Our Heart and Conscience
BAGHDAD — Even now, I have a hard time believing that she’s gone.
Marla Ruzicka died Saturday, April 16 when a suicide car bomber blew up his car next to hers in an apparent attack on a nearby civilian convoy on Airport Road in Baghdad. She was 28.
Marla was a friend of mine here in Baghdad. She was a matchmaker, a social hub and the heart of our journo-tribe, both here and in Afghanistan, although she wasn’t a journalist. She was known and loved — sometimes through gritted teeth, admittedly — by the majority of Baghdad, it seems. Everyone knew Marla.
That’s because Marla made it her business to be known. She was tireless and ubiquitous in her work, which was to get compensation for Iraqi victims of war from the U.S. military. She confronted, cajoled, flirted with and — more often than not — convinced generals, diplomats and politicians that Iraqi civilians were worthy of remembrance and that the U.S. had a responsibility to the families of those killed or injured by American munitions.

ENTRIES PROVIDED —
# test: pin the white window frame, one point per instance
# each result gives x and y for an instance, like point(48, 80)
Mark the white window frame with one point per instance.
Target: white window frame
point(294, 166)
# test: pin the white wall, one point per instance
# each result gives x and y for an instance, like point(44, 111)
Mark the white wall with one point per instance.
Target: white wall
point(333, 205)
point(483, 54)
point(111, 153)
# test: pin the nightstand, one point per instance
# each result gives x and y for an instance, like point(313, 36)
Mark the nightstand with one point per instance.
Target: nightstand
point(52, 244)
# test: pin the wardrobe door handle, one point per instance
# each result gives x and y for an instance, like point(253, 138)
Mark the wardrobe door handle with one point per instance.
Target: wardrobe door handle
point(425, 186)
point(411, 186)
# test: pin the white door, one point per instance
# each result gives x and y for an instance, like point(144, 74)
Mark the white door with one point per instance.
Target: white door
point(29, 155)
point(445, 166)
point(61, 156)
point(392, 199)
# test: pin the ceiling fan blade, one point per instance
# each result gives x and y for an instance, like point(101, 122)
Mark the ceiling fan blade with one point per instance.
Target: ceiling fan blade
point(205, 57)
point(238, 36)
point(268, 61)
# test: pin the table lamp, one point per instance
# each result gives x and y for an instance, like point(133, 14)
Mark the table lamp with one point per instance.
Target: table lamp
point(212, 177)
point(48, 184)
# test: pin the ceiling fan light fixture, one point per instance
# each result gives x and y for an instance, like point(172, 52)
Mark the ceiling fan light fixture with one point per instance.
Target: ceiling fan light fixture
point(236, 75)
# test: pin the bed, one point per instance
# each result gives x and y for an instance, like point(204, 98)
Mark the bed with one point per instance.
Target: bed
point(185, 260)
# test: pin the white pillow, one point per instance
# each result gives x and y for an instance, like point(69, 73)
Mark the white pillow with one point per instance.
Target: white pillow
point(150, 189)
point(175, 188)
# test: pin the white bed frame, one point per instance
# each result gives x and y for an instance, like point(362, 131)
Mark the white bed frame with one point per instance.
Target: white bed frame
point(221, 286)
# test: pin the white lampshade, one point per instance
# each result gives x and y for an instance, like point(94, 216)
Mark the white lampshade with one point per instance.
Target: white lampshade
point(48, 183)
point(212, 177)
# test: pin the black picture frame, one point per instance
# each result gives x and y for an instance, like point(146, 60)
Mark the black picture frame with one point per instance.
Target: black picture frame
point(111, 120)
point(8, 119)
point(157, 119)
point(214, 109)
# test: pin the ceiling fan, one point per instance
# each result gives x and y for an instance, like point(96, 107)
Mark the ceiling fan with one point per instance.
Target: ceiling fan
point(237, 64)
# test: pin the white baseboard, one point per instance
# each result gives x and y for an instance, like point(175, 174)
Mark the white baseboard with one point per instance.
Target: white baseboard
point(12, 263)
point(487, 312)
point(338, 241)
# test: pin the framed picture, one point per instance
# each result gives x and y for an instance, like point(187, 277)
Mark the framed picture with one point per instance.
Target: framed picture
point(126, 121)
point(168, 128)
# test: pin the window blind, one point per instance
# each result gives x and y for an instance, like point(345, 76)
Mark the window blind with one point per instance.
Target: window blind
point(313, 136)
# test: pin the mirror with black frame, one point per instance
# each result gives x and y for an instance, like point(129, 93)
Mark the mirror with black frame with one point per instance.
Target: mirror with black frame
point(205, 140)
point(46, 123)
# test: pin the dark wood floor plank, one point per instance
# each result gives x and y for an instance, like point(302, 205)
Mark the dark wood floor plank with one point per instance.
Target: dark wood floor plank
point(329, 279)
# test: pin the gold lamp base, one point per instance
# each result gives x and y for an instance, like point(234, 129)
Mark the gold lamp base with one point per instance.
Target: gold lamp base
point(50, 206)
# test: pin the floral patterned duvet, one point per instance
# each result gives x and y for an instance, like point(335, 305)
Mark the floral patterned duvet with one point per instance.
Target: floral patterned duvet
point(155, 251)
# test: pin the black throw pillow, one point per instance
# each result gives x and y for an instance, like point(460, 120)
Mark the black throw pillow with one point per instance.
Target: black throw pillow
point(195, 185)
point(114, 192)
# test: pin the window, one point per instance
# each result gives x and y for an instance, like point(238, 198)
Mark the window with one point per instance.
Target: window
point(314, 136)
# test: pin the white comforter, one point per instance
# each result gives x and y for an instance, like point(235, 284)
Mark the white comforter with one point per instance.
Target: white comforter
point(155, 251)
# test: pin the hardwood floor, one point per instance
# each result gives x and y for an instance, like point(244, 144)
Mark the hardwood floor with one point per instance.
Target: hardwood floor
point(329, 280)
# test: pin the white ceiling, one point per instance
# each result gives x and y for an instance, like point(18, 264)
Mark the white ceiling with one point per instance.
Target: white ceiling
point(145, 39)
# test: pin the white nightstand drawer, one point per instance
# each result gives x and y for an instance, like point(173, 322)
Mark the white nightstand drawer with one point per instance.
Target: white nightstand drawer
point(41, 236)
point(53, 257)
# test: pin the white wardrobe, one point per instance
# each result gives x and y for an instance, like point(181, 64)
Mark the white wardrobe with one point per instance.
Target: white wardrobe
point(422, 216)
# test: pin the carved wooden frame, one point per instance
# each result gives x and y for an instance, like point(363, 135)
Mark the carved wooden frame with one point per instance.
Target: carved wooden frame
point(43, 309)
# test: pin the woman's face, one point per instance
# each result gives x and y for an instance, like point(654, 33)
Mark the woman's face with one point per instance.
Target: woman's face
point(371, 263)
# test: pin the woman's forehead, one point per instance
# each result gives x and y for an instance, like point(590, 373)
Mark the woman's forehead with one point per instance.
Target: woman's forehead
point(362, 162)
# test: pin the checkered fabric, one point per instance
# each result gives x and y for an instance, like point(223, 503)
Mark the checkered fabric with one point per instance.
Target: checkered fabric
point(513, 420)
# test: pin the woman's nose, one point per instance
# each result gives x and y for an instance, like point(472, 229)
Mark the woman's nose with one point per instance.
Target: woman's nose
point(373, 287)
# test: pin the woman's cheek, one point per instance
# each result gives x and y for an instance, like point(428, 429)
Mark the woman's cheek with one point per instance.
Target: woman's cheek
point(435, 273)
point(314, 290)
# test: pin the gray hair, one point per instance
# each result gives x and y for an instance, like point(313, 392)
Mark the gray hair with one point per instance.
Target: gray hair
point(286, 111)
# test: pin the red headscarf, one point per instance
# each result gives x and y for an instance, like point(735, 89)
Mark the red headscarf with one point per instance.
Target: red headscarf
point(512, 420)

PROBLEM SET —
1 - In the tribute to Marla Ruzicka, what was her work?
2 - According to the tribute to Marla Ruzicka, why did everyone know her? Answer in one to three sentences.
3 - Pick up the tribute to Marla Ruzicka after its last sentence and keep writing it.

RESPONSES TO THE TASKS —
1 - Her work was getting compensation from the U.S. military for Iraqi victims of war.

2 - Everyone knew Marla because she made it her business to be known. She was tireless and ubiquitous in her work of getting compensation for Iraqi victims of war from the U.S. military.

3 -
It was hard work. Every day, she was out, with her driver/translator and country coördinator Faiz Ali Salim, meeting families and diplomats, generals and journalists, working everyone to help these families. She had a hurricane energy to her and a radiant goodness that could knock you down and leave your head spinning. I often imagined the first contact she had with Iraqi families who needed help, and how bewildered they must have been by this pretty, loud and enormously kind American woman who swooped into their lives in a black abaya and face-splitting grin. Bewildered at first, yes, but quickly grateful, and as much in love and in awe of her as any of us who knew her for more than a short time. While she leaves behind a group of friends among the westerners here in Baghdad, she leaves behind a huge extended family of Iraqis who took her in. I saw it myself last summer when I was thinking of pitching a feature on her to New York magazine. I went with her to the home of a family who had lost a daughter in a U.S. bombing. The men hovered around for her protection and gazed at her adoringly. The women of the family swept her up in warm embraces, almost causing her to disappear in the flurry of abayas. The children sat at her feet or played with her blonde hair. Then, the old matriarch told her about how the paperwork was going and asked her about a lawyer in Jordan who was trying to convince the family to take him on as their attorney.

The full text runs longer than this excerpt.